:: Цель задания 1 ::
Сосчитайте, в скольких строках записей встречается слово «tower», причём регистр букв имеет значение. В ответе укажите только число.

Именно то, что Италия для традиционного европейского восприятия, вполне усвоенного послепетровской Россией, - страна искусства par excellence, а значит, и территория исполненного гордыни артистизма, край, где сначала великих художников кощунственно именуют "божественными", а там уже и любая стяжавшая успех певица может называться "дива", - усугубляет контраст. Недаром же у нас в старину о важничающем, нескромно великолепном господинчике на простонародном русском наречии говорили: "Эка фря, прости Господи!" ("фря", т. е. "фрязин", как немецкое "Welsche", - историческое обозначение романского южанина и специально итальянца). Грандиозная жестикуляция итальянского Ренессанса, итальянского барокко, итальянской оперы, - в определенной русской перспективе чуть-чуть "фря". В этой же перспективе колорит русской набожности определенным образом ассоциируется со скудостью русского ландшафта ("край родной долготерпенья", как сказано в известнейших стихах Тютчева), описываемого по противоположности к западноевропейскому и особенно к итальянскому: "ни замков, ни морей, ни гор", - читаем мы у Некрасова, антипода Тютчева; в родном акцентуируется нешуточная выстраданность, как примета, едва ли совместимая с роскошью юга. Чуть ниже Некрасов (приоткрывая обычно подспудную у него ностальгию по вере) говорит о русской сельской церкви:
Храм воздыханья, храм печали,
Убогий храм земли моей!
Тяжеле вздохов не слыхали
Ни римский Петр, ни Колизей!
Для того, чтобы христианские чувства итальянца были восприняты русским абсолютно всерьез, необходимо, чтобы он и в них почувствовал выстраданность; притом желательно, чтобы носитель таковых чувств обретался подальше от институционального католицизма - от пап и прелатов, но также и от католических правительств.
В этом отношении весьма примечательна восторженная заметка Пушкина, посвященная книге Сильвио Пеллико "Об обязанностях человека" и написанная в 1836 г. Разумеется, карбонарий Пеллико (1789-1854), приговоренный австрийскими властями в 1820 г. к пятнадцати годам заключения и отбывший из них десять, страдавший в таких страшных местах, как свинцовые камеры Дворца Дожей, был для русского читателя прежде всего автором книги о своем тюремном опыте "Le miei prigioni". Свидетельство о вере такого человека трудно было заподозрить в конформизме. Характерна собственная его фраза (из письма 1843 г. к издателю "Brockhauses Conversations-Lexicon", в котором он просил изменить заметку о себе): "Сильвио Пеллико в заключении перестал сомневаться в вере: он - католик, но не ханжа". Надо полагать, что Пушкин не преминул бы процитировать эту фразу, если бы знал ее, настолько точно соответствует она тому облику Пеллико, который стремится вызвать у читателя он сам. На похвальном слове автору "Моих темниц" слог Пушкина становится очень торжественным:
"В позднейшие [сравнительно с Отцами Церкви] времена неизвестный творец книги "О подражании Христу", Фенелон и Сильвио Пеллико в высшей степени принадлежали к тем избранным, которых Ангел Господний приветствовал именем "человеков благоволения" [Лук 2: 14].

:: Материал для задания ::
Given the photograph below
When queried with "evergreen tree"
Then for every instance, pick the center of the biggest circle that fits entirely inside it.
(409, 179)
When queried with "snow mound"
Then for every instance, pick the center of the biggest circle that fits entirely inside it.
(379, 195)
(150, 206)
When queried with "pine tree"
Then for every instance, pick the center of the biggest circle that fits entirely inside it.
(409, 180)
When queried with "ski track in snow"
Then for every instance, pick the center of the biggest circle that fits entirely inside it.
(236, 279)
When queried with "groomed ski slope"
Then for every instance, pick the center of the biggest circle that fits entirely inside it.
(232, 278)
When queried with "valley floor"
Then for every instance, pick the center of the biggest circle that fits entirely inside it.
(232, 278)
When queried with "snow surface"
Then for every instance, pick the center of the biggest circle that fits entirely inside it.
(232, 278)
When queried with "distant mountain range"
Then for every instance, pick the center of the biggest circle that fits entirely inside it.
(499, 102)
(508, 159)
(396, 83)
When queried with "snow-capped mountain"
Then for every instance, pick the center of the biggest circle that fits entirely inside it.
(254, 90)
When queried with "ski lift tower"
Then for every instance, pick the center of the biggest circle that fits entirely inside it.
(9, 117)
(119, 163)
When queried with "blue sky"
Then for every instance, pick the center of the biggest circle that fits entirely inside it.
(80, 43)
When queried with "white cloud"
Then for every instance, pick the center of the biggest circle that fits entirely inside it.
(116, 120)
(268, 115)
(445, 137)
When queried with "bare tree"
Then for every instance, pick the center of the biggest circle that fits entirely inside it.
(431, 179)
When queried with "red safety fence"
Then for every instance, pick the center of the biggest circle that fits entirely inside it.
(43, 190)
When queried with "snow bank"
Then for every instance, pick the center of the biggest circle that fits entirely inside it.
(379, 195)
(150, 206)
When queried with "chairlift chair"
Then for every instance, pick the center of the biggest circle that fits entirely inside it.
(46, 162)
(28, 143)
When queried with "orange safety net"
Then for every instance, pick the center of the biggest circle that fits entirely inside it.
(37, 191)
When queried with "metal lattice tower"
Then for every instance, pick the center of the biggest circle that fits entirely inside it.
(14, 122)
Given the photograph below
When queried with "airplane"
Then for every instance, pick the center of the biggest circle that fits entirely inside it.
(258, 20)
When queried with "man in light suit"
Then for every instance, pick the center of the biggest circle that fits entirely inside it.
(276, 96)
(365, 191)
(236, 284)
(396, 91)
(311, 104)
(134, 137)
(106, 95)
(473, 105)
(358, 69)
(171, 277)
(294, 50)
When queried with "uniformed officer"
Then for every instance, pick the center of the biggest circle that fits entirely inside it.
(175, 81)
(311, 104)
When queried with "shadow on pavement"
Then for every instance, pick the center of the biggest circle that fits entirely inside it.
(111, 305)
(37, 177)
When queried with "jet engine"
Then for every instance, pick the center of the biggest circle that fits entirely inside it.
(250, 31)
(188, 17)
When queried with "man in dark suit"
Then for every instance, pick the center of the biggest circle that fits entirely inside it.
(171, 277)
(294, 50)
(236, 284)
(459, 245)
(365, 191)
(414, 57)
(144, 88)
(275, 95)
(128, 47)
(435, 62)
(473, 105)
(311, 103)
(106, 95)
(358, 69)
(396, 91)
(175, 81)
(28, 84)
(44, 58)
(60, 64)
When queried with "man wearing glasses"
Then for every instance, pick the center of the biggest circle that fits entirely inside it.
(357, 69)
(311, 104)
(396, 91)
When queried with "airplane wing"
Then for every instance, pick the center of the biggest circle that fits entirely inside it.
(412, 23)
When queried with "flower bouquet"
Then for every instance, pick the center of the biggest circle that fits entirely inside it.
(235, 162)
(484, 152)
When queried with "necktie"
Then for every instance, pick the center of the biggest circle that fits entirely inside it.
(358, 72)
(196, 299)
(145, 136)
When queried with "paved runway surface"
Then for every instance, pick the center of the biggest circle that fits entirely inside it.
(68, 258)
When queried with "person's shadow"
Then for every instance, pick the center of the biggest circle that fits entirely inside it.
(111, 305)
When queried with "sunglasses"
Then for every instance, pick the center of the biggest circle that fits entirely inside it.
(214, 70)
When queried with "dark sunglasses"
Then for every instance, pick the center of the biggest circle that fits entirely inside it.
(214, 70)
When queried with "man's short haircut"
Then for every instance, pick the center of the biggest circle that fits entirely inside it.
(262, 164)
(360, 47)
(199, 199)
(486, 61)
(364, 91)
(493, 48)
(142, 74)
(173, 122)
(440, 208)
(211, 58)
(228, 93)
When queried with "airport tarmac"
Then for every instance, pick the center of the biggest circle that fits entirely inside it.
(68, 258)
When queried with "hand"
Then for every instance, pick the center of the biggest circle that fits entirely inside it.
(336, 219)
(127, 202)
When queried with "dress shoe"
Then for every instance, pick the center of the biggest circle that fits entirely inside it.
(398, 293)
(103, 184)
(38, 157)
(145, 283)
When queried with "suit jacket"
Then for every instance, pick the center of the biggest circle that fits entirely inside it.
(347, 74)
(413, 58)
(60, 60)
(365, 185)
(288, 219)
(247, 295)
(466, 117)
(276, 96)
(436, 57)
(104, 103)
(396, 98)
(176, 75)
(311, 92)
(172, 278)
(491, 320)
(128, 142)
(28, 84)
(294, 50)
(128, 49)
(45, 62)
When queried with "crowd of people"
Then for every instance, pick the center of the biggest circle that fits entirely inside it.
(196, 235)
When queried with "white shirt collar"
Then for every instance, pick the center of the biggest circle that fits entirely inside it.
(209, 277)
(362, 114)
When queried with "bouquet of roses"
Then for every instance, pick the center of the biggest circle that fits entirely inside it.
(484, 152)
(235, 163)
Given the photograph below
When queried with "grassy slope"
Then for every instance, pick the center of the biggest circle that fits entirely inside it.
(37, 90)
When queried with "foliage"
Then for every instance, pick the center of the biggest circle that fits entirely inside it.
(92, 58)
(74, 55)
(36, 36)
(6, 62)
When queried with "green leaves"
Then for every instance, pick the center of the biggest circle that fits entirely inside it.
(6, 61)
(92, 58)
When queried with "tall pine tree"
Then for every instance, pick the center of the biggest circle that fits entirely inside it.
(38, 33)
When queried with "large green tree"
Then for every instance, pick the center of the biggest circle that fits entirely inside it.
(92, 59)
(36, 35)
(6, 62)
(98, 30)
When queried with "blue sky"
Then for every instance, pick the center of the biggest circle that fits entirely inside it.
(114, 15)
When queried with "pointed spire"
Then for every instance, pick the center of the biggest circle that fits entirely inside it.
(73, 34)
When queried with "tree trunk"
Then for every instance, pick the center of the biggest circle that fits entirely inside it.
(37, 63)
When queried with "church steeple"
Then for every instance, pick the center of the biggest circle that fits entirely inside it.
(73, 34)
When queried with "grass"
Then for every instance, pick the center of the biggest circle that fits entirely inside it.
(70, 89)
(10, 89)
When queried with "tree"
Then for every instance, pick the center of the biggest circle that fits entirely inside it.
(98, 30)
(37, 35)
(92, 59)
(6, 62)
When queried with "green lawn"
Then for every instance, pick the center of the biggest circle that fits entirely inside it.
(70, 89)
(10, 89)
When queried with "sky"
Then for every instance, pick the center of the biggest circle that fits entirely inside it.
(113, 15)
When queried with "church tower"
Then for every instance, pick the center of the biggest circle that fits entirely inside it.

:: Цель задания 2 ::
Скопируйте без изменений фрагмент отрывка о русском восприятии Италии, начиная со слов «Тяжеле вздохов не» и заканчивая словами «от католических правительств.».

:: Решение задания 1 ::
3

:: Решение задания 2 ::
Тяжеле вздохов не слыхали
Ни римский Петр, ни Колизей!
Для того, чтобы христианские чувства итальянца были восприняты русским абсолютно всерьез, необходимо, чтобы он и в них почувствовал выстраданность; притом желательно, чтобы носитель таковых чувств обретался подальше от институционального католицизма - от пап и прелатов, но также и от католических правительств.